▶ [WRITTEN REQUEST]: Swap "leaf midrib" for "leaf vein" throughout the material below and reproduce its lines with nothing else changed, omitting the pictures.

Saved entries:
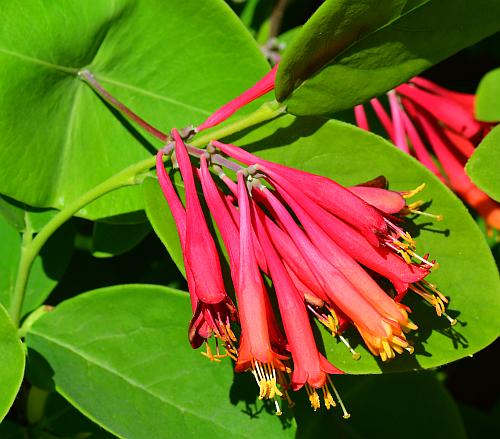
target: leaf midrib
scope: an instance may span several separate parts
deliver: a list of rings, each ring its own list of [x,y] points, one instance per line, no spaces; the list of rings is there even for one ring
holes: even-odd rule
[[[39,66],[42,66],[42,67],[45,67],[48,69],[54,69],[54,70],[58,70],[60,72],[68,73],[70,75],[76,76],[78,74],[78,72],[81,70],[80,68],[77,68],[77,67],[68,67],[68,66],[62,66],[60,64],[54,64],[54,63],[45,61],[45,60],[40,59],[40,58],[35,58],[33,56],[24,55],[23,53],[19,53],[19,52],[15,52],[15,51],[12,51],[9,49],[5,49],[3,47],[0,47],[0,53],[4,53],[6,55],[10,55],[10,56],[19,58],[19,59],[26,61],[26,62],[37,64]],[[178,101],[177,99],[174,99],[174,98],[171,98],[168,96],[164,96],[164,95],[146,90],[144,88],[137,87],[137,86],[132,85],[132,84],[127,84],[126,82],[117,81],[117,80],[109,78],[105,75],[97,74],[96,77],[103,82],[107,82],[108,84],[112,84],[112,85],[119,87],[119,88],[130,90],[130,91],[133,91],[135,93],[142,94],[144,96],[152,97],[154,99],[162,100],[162,101],[168,102],[170,104],[176,105],[178,107],[183,107],[183,108],[186,108],[188,110],[196,111],[196,112],[203,114],[203,115],[208,116],[210,114],[210,111],[205,110],[203,108],[196,107],[196,106],[190,105],[190,104],[185,104],[184,102]]]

▶ [THE COMPLETED TASK]:
target: leaf vein
scope: an instance may span several separate parts
deliver: a list of rings, each ring its own list of [x,y] points, one instance per line, no spaces; the list of rings is there even for one ring
holes: even-odd rule
[[[39,66],[42,66],[42,67],[45,67],[48,69],[54,69],[54,70],[58,70],[60,72],[68,73],[70,75],[76,76],[78,74],[78,72],[81,70],[80,68],[77,68],[77,67],[68,67],[68,66],[62,66],[60,64],[54,64],[54,63],[45,61],[45,60],[40,59],[40,58],[35,58],[33,56],[24,55],[23,53],[19,53],[19,52],[15,52],[15,51],[12,51],[9,49],[5,49],[3,47],[0,47],[0,53],[4,53],[6,55],[10,55],[10,56],[19,58],[19,59],[26,61],[26,62],[37,64]],[[178,101],[177,99],[174,99],[174,98],[171,98],[168,96],[164,96],[164,95],[146,90],[144,88],[137,87],[137,86],[132,85],[132,84],[127,84],[126,82],[117,81],[117,80],[109,78],[105,75],[97,74],[96,77],[103,82],[107,82],[108,84],[112,84],[112,85],[119,87],[119,88],[130,90],[130,91],[133,91],[135,93],[142,94],[144,96],[152,97],[154,99],[162,100],[162,101],[168,102],[170,104],[176,105],[178,107],[183,107],[183,108],[186,108],[188,110],[196,111],[196,112],[203,114],[203,115],[208,116],[210,114],[210,111],[205,110],[203,108],[196,107],[196,106],[190,105],[190,104],[185,104],[184,102]]]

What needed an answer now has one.